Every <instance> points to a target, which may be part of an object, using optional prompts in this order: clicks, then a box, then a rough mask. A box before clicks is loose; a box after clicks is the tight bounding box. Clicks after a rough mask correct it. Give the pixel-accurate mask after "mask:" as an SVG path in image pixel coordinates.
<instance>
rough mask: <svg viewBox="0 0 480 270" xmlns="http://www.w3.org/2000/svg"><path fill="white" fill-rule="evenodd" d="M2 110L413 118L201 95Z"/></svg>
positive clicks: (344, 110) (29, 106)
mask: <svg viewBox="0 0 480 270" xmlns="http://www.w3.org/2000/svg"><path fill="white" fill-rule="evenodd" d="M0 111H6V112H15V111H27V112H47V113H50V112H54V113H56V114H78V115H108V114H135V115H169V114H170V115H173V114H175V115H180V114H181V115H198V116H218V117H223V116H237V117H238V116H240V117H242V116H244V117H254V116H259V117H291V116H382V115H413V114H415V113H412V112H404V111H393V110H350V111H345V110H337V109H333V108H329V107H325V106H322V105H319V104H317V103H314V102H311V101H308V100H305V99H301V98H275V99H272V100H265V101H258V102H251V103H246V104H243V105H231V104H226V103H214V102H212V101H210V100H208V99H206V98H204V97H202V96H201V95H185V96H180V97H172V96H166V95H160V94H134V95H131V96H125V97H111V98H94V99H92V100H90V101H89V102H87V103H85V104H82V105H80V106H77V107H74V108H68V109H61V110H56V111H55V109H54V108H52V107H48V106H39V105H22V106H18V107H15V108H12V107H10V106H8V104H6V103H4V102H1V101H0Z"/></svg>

_ _ _ _ _

§ Your objective
From the first line of the items through the line containing "positive clicks: (344, 110) (29, 106)", turn each line into one string in a JSON list, skipping any blank lines.

§ Answer space
[
  "Every <instance> points to a target, which may be part of an object, using optional prompts in this order: clicks, then a box, then a rough mask. A box before clicks is loose; a box after clicks is the tight bounding box. Clicks after a rough mask correct it. Give the pixel-accurate mask after \"mask:\" as an SVG path in image pixel coordinates.",
  "<instance>",
  "rough mask: <svg viewBox=\"0 0 480 270\" xmlns=\"http://www.w3.org/2000/svg\"><path fill=\"white\" fill-rule=\"evenodd\" d=\"M2 110L413 118L201 95Z\"/></svg>",
  "positive clicks: (344, 110) (29, 106)"
]